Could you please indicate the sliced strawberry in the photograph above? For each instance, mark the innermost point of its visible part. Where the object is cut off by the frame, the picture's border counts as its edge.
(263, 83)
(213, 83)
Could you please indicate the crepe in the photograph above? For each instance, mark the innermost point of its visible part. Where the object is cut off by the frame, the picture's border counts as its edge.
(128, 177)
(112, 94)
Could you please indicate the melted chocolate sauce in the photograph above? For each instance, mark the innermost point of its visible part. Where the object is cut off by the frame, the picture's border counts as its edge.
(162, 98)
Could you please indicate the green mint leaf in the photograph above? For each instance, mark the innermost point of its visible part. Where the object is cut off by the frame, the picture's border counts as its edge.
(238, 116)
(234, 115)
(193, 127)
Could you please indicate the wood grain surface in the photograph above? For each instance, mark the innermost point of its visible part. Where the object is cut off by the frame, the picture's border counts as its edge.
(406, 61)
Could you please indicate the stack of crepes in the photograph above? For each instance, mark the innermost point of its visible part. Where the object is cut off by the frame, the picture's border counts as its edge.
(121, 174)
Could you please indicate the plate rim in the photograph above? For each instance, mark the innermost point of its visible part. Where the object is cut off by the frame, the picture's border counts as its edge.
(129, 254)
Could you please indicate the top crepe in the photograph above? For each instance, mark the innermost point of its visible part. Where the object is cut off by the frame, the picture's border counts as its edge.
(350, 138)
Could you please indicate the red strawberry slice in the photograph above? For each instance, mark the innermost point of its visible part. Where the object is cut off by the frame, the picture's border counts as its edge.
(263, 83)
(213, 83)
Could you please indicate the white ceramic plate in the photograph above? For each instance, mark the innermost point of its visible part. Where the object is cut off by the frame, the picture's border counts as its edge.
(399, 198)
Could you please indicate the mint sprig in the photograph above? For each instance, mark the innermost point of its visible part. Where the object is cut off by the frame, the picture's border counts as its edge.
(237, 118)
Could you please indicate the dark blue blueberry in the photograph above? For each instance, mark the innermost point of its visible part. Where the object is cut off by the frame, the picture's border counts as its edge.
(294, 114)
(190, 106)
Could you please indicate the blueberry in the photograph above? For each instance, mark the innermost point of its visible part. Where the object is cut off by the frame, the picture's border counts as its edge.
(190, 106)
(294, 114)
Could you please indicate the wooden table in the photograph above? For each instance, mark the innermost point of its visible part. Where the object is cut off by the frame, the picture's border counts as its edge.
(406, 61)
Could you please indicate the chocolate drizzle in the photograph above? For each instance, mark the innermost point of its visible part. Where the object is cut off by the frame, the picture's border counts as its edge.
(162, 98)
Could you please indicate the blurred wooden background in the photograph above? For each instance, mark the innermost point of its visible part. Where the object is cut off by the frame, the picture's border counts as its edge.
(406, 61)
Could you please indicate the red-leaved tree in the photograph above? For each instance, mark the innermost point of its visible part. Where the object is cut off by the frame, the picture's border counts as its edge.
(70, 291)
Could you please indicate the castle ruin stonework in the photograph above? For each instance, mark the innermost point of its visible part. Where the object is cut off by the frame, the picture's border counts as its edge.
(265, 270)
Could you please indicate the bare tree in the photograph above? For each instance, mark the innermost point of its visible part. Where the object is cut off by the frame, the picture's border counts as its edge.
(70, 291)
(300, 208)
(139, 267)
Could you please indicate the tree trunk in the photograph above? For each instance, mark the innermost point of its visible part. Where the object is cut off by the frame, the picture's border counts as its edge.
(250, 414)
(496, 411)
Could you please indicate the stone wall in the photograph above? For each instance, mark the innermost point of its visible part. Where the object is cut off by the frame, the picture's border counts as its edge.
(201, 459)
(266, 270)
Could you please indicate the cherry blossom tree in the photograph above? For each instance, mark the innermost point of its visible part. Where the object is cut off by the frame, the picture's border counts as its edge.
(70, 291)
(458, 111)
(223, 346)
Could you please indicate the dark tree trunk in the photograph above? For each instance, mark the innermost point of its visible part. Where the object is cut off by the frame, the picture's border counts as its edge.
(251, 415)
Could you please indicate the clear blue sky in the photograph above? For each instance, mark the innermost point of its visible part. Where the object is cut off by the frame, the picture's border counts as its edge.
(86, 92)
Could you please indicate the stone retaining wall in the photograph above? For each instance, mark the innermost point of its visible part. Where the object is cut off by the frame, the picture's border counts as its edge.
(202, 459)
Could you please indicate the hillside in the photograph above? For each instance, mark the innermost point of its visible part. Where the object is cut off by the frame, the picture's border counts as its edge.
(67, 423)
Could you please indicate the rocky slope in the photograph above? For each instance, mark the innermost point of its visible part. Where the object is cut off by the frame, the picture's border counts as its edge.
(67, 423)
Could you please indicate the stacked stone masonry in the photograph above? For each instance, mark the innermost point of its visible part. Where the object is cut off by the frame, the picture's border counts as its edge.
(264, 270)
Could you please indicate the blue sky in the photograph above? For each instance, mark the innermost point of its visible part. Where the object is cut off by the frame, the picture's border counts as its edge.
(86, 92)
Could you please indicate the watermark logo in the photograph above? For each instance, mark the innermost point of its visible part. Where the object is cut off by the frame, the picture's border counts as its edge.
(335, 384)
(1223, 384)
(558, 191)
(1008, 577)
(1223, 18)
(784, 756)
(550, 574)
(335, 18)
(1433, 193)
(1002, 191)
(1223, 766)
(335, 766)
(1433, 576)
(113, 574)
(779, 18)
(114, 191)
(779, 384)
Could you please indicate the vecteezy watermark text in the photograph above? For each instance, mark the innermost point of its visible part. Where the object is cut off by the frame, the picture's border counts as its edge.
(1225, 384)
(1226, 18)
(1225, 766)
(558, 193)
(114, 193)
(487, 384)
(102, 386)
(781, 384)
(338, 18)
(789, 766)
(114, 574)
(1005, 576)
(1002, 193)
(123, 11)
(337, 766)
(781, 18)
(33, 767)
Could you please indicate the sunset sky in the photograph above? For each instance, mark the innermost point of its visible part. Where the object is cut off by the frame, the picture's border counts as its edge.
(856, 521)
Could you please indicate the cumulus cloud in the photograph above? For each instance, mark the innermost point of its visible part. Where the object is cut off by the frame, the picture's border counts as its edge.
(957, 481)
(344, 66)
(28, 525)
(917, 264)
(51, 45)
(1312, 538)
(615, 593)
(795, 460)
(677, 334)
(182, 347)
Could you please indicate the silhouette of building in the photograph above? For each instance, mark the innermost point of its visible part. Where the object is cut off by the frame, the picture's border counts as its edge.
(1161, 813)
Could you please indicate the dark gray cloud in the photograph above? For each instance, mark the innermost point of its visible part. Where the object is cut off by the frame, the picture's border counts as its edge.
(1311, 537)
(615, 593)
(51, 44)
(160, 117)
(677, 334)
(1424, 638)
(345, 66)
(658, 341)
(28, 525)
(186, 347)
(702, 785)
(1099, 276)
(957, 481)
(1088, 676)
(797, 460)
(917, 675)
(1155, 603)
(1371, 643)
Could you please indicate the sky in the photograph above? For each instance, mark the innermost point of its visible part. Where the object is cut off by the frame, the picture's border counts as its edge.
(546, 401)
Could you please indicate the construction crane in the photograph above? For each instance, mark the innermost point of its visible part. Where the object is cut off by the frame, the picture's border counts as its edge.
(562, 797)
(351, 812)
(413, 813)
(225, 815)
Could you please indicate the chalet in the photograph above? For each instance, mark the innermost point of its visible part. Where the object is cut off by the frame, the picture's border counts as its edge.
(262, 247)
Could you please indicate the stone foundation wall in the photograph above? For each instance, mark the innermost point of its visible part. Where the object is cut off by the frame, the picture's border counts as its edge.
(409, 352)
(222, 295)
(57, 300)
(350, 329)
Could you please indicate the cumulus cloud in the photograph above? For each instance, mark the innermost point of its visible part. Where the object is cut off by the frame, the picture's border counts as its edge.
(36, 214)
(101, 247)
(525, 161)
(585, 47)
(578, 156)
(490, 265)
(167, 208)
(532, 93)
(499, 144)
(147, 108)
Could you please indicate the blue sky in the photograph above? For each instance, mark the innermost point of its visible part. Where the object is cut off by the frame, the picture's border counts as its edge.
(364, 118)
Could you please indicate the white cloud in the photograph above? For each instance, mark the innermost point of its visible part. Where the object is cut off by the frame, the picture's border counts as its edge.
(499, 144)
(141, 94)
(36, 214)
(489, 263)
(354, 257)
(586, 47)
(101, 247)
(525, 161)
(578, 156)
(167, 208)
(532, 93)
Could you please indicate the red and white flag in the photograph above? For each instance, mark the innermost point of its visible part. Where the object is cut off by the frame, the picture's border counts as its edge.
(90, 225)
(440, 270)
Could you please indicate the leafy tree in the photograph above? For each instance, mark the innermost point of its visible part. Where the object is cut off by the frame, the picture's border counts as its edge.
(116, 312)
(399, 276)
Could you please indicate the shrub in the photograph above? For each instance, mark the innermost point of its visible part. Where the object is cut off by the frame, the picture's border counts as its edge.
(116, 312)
--
Would you give again, word for word, every line from the one with "Could you please indicate the white cloud" through the final line of the listing above?

Could you please indicate the white cloud in the photograph above? For each instance, mark the innermost point of its visible part. Where the object is cut off by the frame, the picture's border counts as its edge.
(499, 144)
(141, 94)
(36, 214)
(489, 263)
(354, 257)
(586, 47)
(101, 247)
(525, 161)
(578, 156)
(167, 208)
(532, 93)
Could you please indicate the red and white flag in the photograph above? For each instance, mark the innermost point of its visible part. Where the object is cut off by the frame, the picture's border counts as its edge.
(90, 225)
(440, 270)
Could you please indicate the leafy tree in the photograph above? For each instance, mark the innermost point of its visible part. Where the object is cut off by the frame, the picture's border counts as its edge.
(116, 312)
(399, 276)
Could you please indicate the shrub in the photograph above? For each instance, mark the innermost point of its visible part. Where the object is cut off by the frame, the picture's border counts as its edge.
(116, 312)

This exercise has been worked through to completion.